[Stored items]
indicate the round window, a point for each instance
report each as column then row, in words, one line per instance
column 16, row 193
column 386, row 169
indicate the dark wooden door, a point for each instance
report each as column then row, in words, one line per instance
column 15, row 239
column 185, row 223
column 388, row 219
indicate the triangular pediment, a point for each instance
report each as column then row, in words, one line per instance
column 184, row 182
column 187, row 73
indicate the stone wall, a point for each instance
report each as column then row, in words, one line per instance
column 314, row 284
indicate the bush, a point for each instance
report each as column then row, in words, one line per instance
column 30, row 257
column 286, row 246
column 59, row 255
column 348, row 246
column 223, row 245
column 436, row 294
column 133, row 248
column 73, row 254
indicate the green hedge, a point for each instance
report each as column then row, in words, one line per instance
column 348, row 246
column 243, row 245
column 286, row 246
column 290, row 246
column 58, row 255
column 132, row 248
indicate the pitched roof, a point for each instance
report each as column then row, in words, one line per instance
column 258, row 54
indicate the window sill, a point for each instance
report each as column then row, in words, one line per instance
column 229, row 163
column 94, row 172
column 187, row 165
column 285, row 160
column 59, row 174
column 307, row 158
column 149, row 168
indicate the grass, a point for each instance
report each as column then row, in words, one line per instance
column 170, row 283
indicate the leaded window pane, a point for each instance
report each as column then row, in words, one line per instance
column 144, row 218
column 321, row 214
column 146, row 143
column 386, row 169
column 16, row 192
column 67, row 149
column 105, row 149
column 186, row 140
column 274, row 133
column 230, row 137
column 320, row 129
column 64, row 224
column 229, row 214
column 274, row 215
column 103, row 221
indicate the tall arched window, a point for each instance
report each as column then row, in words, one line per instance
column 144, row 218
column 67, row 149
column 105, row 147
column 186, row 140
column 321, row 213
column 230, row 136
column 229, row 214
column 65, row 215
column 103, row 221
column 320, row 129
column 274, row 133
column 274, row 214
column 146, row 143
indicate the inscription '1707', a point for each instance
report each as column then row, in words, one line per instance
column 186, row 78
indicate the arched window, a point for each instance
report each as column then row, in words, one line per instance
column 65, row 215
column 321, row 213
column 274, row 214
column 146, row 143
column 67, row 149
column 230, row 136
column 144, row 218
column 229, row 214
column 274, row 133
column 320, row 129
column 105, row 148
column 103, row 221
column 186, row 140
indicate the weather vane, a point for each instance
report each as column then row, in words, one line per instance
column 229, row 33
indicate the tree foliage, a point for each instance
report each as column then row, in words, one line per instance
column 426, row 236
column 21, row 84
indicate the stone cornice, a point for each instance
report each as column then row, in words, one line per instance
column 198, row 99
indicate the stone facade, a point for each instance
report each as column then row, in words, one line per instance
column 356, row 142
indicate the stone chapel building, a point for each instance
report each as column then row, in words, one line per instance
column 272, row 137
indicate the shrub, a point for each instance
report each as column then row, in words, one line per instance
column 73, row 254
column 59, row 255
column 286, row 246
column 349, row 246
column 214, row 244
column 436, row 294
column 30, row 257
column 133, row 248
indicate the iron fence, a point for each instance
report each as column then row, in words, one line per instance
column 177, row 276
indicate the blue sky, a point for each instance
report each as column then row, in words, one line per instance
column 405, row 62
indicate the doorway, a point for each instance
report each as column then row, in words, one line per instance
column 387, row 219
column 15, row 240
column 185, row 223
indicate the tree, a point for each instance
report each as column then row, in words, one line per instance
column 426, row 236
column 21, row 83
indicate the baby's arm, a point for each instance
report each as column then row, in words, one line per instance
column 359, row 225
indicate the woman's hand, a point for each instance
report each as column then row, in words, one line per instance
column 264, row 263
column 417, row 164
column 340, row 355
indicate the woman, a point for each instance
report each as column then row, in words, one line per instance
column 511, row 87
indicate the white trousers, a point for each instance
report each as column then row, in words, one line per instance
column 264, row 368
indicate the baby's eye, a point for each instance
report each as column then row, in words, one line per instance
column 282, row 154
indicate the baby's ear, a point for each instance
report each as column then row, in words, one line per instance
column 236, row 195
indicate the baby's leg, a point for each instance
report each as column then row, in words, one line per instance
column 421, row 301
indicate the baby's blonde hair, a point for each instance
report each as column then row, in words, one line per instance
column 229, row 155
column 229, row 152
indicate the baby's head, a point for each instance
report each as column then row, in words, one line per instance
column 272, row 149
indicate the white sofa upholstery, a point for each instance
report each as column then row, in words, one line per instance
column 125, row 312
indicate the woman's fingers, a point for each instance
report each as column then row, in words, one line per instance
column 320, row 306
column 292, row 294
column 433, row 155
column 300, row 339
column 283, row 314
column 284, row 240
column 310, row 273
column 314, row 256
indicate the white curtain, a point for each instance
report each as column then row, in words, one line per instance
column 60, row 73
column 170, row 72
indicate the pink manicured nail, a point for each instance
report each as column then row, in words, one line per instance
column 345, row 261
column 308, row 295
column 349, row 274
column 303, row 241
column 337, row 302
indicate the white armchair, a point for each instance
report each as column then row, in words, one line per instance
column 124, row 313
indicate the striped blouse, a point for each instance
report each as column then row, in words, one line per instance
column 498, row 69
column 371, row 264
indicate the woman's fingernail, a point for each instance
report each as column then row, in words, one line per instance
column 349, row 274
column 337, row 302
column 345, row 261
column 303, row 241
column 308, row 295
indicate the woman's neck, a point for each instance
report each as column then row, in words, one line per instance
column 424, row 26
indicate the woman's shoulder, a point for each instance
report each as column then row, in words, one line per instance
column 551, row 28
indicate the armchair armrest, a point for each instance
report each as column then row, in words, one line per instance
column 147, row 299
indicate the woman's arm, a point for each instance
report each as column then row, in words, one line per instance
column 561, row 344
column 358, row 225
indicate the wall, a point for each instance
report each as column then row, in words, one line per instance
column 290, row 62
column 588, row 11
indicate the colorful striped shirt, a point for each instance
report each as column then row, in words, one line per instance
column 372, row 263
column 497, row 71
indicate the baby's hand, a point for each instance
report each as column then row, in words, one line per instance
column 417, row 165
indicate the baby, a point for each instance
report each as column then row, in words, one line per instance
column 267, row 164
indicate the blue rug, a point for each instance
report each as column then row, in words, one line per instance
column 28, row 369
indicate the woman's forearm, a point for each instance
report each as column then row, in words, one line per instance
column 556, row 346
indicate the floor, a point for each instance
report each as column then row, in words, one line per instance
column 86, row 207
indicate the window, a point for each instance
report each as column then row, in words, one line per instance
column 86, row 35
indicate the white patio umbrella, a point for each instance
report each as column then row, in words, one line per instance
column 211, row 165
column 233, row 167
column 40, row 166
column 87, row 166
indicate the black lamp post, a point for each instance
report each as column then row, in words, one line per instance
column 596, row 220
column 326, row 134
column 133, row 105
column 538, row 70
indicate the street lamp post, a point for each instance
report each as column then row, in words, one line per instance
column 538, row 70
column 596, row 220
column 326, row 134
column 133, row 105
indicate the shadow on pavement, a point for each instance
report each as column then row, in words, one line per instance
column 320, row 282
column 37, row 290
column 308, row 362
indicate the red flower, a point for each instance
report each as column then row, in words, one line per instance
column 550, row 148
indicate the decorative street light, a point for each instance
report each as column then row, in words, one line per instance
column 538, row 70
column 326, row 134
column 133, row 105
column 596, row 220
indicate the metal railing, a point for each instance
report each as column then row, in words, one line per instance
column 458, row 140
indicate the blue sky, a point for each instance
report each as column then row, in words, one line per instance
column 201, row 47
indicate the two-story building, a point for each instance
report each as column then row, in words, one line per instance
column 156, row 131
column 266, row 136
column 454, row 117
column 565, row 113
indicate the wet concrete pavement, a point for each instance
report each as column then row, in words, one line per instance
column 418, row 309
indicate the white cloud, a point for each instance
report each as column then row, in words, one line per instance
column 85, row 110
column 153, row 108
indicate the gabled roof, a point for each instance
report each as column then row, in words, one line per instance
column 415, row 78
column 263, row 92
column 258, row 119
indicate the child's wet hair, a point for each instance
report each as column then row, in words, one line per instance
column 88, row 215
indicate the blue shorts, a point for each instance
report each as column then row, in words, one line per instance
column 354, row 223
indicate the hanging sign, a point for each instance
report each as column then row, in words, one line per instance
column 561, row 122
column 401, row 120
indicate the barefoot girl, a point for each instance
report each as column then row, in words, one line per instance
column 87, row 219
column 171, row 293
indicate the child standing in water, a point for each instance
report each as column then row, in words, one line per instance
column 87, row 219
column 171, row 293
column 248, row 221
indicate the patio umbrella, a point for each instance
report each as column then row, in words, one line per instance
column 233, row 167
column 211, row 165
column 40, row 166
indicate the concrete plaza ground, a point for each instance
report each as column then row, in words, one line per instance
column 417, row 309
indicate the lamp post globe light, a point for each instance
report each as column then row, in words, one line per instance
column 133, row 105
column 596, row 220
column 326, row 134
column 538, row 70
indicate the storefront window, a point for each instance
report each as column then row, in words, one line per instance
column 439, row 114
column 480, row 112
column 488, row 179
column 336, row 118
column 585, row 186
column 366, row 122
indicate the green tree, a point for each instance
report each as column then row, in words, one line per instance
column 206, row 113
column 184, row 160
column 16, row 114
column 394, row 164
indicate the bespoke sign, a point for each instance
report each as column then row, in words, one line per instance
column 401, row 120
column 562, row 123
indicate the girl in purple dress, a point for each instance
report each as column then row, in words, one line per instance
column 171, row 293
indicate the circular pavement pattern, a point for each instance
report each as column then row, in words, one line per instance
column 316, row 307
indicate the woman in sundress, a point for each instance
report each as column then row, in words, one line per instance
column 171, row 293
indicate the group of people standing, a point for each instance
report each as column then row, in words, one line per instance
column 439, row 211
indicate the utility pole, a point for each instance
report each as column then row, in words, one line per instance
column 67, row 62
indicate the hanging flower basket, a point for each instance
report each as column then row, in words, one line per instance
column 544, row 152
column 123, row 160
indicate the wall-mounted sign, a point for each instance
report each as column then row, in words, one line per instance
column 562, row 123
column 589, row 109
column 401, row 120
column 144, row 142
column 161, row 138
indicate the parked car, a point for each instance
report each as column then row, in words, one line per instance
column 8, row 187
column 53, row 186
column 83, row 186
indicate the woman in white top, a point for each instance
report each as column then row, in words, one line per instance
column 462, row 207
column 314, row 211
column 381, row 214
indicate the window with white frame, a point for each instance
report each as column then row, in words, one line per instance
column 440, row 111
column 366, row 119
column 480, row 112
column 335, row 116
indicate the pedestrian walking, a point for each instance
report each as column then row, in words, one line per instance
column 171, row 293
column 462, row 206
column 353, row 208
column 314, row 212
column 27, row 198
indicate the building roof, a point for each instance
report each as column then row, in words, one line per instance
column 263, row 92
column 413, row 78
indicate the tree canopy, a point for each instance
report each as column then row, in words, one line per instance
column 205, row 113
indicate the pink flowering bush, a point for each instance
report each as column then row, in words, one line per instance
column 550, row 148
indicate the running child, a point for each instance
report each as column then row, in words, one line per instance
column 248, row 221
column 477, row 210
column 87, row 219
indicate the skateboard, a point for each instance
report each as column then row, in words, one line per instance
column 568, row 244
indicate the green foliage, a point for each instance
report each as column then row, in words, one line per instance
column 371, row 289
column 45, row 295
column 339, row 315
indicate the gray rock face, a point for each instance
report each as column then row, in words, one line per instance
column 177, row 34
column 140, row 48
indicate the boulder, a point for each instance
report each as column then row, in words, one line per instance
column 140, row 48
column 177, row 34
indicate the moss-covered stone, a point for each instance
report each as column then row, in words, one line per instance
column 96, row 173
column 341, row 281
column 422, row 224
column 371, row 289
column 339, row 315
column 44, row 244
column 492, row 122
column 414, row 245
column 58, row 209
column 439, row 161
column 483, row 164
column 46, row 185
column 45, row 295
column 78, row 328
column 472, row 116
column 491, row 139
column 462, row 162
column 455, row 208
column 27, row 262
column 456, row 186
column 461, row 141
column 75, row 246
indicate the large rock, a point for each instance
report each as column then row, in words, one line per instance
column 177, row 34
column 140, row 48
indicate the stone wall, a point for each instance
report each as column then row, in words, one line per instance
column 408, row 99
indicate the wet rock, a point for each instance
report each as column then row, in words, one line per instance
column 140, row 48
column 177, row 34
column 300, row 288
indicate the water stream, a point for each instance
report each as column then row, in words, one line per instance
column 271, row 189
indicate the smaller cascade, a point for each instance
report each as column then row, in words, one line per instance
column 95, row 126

### Action item:
Find the line with "indicate the black" in the entries above. Retype it and each line after it, exactly, through the line with "indicate the street", and stop there.

### Response below:
indicate the black lamp post, a point for each instance
report each as column then row, in words, one line per instance
column 596, row 220
column 326, row 134
column 133, row 105
column 538, row 70
indicate the street lamp post, a point for each instance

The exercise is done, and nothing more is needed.